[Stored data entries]
++++++

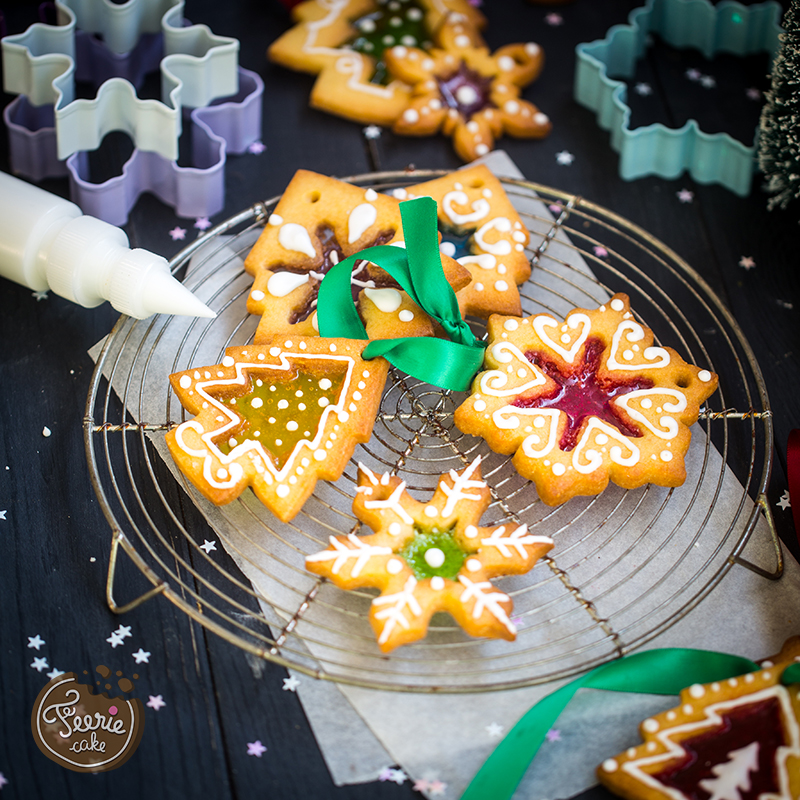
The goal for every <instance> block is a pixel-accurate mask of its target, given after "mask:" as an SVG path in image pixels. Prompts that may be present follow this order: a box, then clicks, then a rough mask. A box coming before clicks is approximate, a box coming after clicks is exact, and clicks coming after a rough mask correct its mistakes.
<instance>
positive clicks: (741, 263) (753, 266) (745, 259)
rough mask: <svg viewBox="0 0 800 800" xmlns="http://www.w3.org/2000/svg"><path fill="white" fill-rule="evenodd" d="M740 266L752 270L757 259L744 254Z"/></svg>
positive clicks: (743, 267) (747, 269)
mask: <svg viewBox="0 0 800 800" xmlns="http://www.w3.org/2000/svg"><path fill="white" fill-rule="evenodd" d="M739 266H740V267H741V268H742V269H746V270H748V271H749V270H751V269H754V268H755V266H756V262H755V259H754V258H753V257H752V256H742V257H741V258H740V259H739Z"/></svg>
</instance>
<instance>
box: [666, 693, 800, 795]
mask: <svg viewBox="0 0 800 800" xmlns="http://www.w3.org/2000/svg"><path fill="white" fill-rule="evenodd" d="M720 716H721V718H722V726H721V727H719V728H714V729H712V730H706V731H705V732H704V733H702V734H700V735H699V736H696V737H695V738H691V739H684V740H683V741H681V742H680V744H681V747H683V749H684V750H685V751H686V755H685V756H684V757H683V758H682V759H680V760H679V761H678V762H677V763H673V764H672V765H671V766H670V767H668V768H667V769H665V770H664V771H662V772H660V773H657V774H655V775H653V777H654V778H655V779H656V780H657V781H659V782H661V783H662V784H664V785H665V786H669V787H672V788H674V789H677V790H678V791H679V792H681V793H682V794H683V795H684V796H685V797H687V798H689V800H709V798H710V797H712V796H713V795H714V793H715V791H716V790H717V787H718V788H719V791H723V787H724V786H725V785H728V786H736V790H735V794H734V795H728V794H725V795H724V796H725V797H729V796H735V797H738V798H739V800H757V798H758V797H759V796H762V795H764V794H773V793H774V794H776V795H777V794H779V793H780V788H781V787H780V783H779V781H778V772H777V768H776V764H775V761H776V753H777V750H778V748H779V747H782V746H785V745H787V744H788V742H787V741H786V739H785V735H784V733H783V723H782V720H781V709H780V704H779V702H778V700H777V698H770V699H769V700H762V701H761V702H758V703H749V704H748V705H746V706H742V707H740V708H737V709H734V710H732V711H731V712H730V713H728V714H721V715H720ZM726 781H727V783H726ZM701 782H702V783H703V786H700V783H701ZM718 796H723V795H718Z"/></svg>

++++++

Exercise aim: Each record above needs to be copied exactly, with images left out.

Exercise result:
The goal for every <instance> block is a pixel-accurate mask of its target, given after "mask:" as an SVG path in image pixels. Prompts that may be present follow this order: a box, then clicks, then a rough mask. A box coming before clicks is approximate, a box coming after clicks is exact, and clicks coming after a rough mask correct its mistakes.
<instance>
positive clicks: (741, 263) (753, 266) (745, 259)
rough mask: <svg viewBox="0 0 800 800" xmlns="http://www.w3.org/2000/svg"><path fill="white" fill-rule="evenodd" d="M740 266L752 270L757 259L744 254Z"/></svg>
positive clicks: (743, 267) (747, 269)
mask: <svg viewBox="0 0 800 800" xmlns="http://www.w3.org/2000/svg"><path fill="white" fill-rule="evenodd" d="M739 266H740V267H741V268H742V269H746V270H748V271H749V270H751V269H754V268H755V266H756V262H755V259H754V258H753V257H752V256H742V257H741V258H740V259H739Z"/></svg>
</instance>
<instance>
box: [666, 693, 800, 795]
mask: <svg viewBox="0 0 800 800" xmlns="http://www.w3.org/2000/svg"><path fill="white" fill-rule="evenodd" d="M720 716H721V718H722V726H721V727H719V728H714V729H712V730H706V731H705V732H704V733H702V734H700V735H699V736H696V737H695V738H691V739H684V740H683V741H681V742H680V744H681V747H683V749H684V750H685V751H686V755H685V756H684V757H683V758H682V759H680V760H679V761H678V762H677V763H673V764H672V765H671V766H670V767H668V768H667V769H665V770H664V771H662V772H660V773H657V774H655V775H653V777H654V778H655V779H656V780H657V781H659V782H661V783H662V784H664V785H665V786H669V787H672V788H674V789H677V790H678V791H679V792H681V793H682V794H683V795H684V796H685V797H687V798H689V800H709V798H710V797H712V796H713V795H714V793H715V791H716V790H717V787H718V788H719V791H723V787H724V786H725V785H728V786H736V790H735V794H734V795H728V794H725V795H724V796H725V797H729V796H735V797H738V798H739V800H757V798H758V797H759V796H762V795H764V794H773V793H774V794H776V795H777V794H779V793H780V788H781V787H780V783H779V781H778V772H777V768H776V764H775V761H776V753H777V750H778V748H779V747H782V746H785V745H787V744H788V742H787V741H786V739H785V735H784V733H783V723H782V720H781V709H780V704H779V702H778V700H777V698H770V699H769V700H762V701H761V702H758V703H749V704H748V705H746V706H742V707H740V708H737V709H734V710H732V711H731V712H730V713H728V714H721V715H720ZM726 781H727V783H726ZM701 782H702V783H703V786H700V783H701ZM718 796H723V795H718Z"/></svg>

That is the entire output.